[Requirements]:
Copy out every one of the following entries word for word, omitting the pictures.

[Dataset entries]:
------------------------------------------------------------

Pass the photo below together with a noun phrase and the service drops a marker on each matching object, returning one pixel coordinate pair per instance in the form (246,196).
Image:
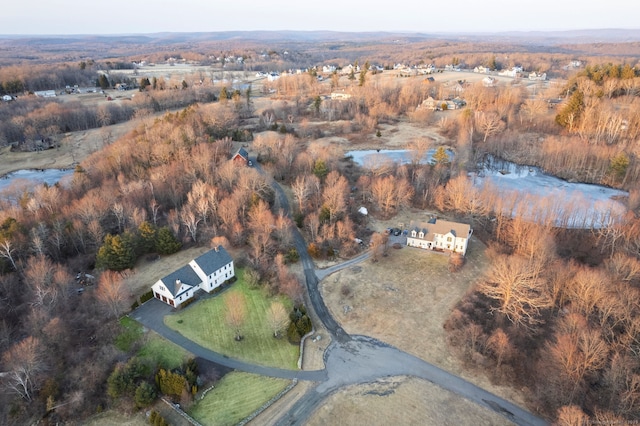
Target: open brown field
(401,401)
(405,298)
(74,147)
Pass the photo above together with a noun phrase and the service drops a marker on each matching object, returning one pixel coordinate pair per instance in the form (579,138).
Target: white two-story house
(207,272)
(441,235)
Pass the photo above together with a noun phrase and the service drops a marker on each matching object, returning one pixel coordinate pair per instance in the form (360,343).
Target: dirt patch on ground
(74,147)
(405,298)
(401,400)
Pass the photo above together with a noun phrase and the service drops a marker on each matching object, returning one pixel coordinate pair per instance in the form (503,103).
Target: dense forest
(558,301)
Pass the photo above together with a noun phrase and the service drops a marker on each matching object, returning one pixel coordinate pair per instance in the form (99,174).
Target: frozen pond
(526,190)
(34,177)
(372,158)
(531,192)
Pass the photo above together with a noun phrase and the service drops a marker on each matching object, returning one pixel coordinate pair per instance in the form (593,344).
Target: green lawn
(131,332)
(204,323)
(155,349)
(235,396)
(162,352)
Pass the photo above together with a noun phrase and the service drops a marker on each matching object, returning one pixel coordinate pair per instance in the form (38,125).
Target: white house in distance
(207,272)
(441,235)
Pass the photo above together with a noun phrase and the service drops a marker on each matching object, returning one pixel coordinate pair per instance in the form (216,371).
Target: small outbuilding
(241,157)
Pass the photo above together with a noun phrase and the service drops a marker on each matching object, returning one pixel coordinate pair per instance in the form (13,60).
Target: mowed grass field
(235,397)
(204,323)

------------------------------------------------------------

[Result of the exercise]:
Pass the photo below together with a noun phrase and the service drops a marker on each matching object, returning one pixel coordinate pair per instance in the form (246,196).
Image:
Target: open brown field
(401,401)
(405,298)
(74,147)
Pass the photo above together with a noun phrase and the service drops a marker on each matching object, returning one pixel coordinate pair per instance in the form (579,138).
Target: white two-story house
(207,272)
(441,235)
Pass the photo above together with a noun phrase and the service drops a marker on each matching object, returning one pixel coordinate pair per instance in the form (360,343).
Target: dirt patch on ground
(74,147)
(405,298)
(401,400)
Pass the photo above together with a noun phrase and the service drops a marker on each matching object, returning one pixel coordinate pair per instance in the form (503,103).
Target: dense forest
(558,301)
Pass the photo above together with a noun phrase and the service drops a marker on each matching object, returning one pixel coordinate pair per instance in the form (99,174).
Target: frozen pond
(526,190)
(34,177)
(372,158)
(531,192)
Pass the photo above together with a noun phrase and the service drops a marker on each matching object, returning one pixel coordinate pair per instance in the form (593,344).
Target: green lawn
(131,332)
(204,323)
(155,349)
(235,396)
(162,352)
Pass the photo above together with a noun phrase and the service drops a marker on each matching object, returning one pixel coordinate pair per instance in the form (38,125).
Target: white house in distance
(207,272)
(441,235)
Pass the photo above together with a noun phrase and the service drops a marker on each matching object, returning one pixel coordinate pair per instance in the form (216,371).
Target: small outbuilding
(241,157)
Pass the photo above together with a noun phrase and the service drops a marker on each matching object, returning one pixel coordinate pair per instance in the form (13,60).
Target: mowed grass field
(235,397)
(204,323)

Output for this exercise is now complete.